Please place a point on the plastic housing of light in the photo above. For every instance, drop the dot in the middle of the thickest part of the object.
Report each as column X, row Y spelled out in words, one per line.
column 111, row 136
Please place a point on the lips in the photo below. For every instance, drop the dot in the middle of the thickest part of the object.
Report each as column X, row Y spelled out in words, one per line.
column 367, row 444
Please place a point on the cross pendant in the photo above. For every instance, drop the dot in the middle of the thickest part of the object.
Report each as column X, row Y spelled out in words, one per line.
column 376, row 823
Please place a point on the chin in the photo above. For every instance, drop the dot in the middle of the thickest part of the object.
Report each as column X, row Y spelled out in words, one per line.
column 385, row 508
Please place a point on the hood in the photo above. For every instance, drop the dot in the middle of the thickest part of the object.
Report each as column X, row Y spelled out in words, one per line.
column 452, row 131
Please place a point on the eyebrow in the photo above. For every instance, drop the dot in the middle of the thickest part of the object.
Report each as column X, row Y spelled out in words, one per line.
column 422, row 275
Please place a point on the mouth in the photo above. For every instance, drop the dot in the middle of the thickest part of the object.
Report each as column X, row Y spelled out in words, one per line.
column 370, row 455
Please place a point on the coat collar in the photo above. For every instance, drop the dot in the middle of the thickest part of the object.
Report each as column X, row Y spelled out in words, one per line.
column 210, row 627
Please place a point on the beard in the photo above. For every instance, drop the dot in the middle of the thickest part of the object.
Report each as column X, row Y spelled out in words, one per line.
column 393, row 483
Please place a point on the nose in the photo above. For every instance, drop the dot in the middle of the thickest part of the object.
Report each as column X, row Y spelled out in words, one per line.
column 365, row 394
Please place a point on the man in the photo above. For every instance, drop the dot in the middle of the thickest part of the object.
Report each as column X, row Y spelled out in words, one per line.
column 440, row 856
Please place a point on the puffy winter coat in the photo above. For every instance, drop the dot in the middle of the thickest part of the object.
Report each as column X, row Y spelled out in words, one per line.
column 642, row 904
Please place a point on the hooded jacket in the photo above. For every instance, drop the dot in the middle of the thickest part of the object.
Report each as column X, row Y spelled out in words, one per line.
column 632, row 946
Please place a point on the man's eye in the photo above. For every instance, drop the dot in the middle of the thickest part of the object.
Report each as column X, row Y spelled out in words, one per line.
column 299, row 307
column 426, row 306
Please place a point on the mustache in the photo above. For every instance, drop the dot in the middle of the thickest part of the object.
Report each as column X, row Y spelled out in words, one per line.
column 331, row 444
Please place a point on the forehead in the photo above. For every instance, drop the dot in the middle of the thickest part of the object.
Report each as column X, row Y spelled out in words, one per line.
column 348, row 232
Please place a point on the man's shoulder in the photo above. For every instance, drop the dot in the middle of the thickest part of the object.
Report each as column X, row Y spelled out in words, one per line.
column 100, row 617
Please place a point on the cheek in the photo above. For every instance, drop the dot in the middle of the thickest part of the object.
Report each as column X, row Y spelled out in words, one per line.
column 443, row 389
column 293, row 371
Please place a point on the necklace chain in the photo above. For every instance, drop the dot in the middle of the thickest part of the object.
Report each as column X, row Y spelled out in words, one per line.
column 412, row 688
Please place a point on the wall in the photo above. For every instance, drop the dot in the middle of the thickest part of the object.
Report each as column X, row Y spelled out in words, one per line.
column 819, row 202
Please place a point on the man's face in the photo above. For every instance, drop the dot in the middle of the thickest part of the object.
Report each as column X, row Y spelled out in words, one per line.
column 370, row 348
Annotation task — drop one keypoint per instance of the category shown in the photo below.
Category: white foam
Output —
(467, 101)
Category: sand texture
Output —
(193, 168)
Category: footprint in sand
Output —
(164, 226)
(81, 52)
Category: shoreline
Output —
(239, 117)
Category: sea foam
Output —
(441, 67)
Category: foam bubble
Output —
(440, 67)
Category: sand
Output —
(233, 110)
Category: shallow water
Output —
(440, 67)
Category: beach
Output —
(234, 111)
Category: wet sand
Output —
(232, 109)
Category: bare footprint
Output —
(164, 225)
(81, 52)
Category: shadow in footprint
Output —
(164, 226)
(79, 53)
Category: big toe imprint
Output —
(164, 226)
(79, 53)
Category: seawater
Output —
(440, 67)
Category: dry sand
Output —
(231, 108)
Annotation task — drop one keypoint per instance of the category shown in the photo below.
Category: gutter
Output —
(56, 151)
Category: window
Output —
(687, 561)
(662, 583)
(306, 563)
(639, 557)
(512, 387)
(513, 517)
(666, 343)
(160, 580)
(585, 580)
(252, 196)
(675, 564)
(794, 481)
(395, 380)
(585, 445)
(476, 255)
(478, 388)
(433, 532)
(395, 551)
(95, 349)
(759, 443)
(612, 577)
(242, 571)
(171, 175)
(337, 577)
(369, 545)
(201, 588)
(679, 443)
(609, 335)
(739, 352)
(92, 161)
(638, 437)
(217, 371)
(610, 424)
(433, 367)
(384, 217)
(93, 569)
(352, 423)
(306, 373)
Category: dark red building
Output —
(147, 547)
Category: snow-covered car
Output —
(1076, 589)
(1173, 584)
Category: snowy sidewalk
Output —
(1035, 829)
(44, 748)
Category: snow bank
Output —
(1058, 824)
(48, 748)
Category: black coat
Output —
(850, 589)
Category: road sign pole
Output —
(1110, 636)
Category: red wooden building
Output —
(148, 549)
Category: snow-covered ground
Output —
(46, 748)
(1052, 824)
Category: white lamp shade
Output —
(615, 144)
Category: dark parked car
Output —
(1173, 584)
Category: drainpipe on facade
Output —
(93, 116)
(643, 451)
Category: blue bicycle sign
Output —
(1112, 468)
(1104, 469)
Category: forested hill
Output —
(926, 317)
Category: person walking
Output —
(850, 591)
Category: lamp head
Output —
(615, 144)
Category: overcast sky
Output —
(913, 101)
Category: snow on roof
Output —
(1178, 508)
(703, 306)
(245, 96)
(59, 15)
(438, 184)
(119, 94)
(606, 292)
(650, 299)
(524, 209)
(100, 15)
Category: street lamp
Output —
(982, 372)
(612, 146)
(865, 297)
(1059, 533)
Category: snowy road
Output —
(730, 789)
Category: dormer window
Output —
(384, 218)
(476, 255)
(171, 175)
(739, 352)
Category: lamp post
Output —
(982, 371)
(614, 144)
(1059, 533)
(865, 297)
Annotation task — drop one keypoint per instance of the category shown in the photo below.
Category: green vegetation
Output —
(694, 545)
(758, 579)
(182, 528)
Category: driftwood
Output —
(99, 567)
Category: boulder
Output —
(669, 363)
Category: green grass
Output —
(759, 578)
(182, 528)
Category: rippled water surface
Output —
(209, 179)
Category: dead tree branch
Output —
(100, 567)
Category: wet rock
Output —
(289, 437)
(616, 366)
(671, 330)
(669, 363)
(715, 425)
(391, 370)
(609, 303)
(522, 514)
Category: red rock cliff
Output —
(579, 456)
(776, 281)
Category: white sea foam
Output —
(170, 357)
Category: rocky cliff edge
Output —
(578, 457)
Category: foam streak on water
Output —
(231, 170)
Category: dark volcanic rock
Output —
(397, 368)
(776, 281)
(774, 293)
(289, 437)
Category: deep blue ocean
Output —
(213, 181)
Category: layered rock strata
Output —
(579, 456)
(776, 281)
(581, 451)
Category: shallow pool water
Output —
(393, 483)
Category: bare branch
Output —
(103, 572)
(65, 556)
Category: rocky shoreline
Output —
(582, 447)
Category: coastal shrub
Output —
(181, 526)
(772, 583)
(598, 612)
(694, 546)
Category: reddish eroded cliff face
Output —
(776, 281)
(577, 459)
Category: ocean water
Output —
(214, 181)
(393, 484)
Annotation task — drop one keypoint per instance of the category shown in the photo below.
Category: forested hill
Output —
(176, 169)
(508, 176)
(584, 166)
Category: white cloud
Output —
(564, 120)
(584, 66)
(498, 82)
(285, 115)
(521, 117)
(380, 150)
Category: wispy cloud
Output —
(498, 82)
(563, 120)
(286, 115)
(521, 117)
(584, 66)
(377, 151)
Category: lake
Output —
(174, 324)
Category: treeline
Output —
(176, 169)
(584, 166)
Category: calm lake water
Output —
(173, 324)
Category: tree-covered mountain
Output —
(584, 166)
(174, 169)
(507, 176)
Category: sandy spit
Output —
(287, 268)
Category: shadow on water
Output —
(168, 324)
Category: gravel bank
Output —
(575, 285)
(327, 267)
○ ○ ○ ○
Reproduce word for word the part of the entries that opens with the line containing "Category: green grass" and runs through the last line of the entries, including both of those lines.

Category: green grass
Output —
(759, 578)
(182, 528)
Category: rippled water surface
Output —
(209, 179)
Category: dead tree branch
Output —
(100, 567)
Category: wet rock
Output —
(289, 437)
(616, 366)
(671, 330)
(669, 363)
(715, 425)
(391, 370)
(609, 303)
(522, 514)
Category: red rock cliff
Output —
(579, 456)
(776, 281)
Category: white sea foam
Output —
(170, 357)
Category: rocky cliff edge
Output —
(578, 457)
Category: foam streak on water
Output —
(231, 170)
Category: dark volcanic rock
Output —
(397, 368)
(776, 281)
(774, 293)
(289, 437)
Category: deep blue ocean
Output —
(213, 181)
Category: layered rock strata
Output —
(579, 456)
(776, 281)
(581, 451)
Category: shallow pool water
Output —
(393, 483)
Category: bare branch
Output —
(103, 572)
(65, 556)
Category: rocky shoreline
Output —
(582, 447)
Category: coastal shrub
Output —
(181, 526)
(772, 583)
(598, 612)
(694, 546)
Category: reddish eroded cliff face
Output —
(776, 281)
(577, 459)
Category: ocean water
Output —
(214, 181)
(393, 484)
Annotation task — drop one keypoint per instance of the category shown in the photo below.
Category: forested hill
Output —
(176, 169)
(508, 176)
(584, 166)
Category: white cloud
Output —
(564, 120)
(584, 66)
(498, 82)
(285, 115)
(521, 117)
(380, 150)
Category: wispy cloud
Output —
(498, 82)
(563, 120)
(286, 115)
(521, 117)
(584, 66)
(377, 151)
Category: lake
Output —
(174, 324)
Category: treeline
Output —
(176, 169)
(584, 166)
Category: calm lake water
Output —
(173, 324)
Category: tree-covered mountain
Output —
(584, 166)
(174, 169)
(507, 176)
Category: sandy spit
Output —
(287, 268)
Category: shadow on water
Output —
(168, 324)
Category: gravel bank
Output —
(575, 285)
(327, 267)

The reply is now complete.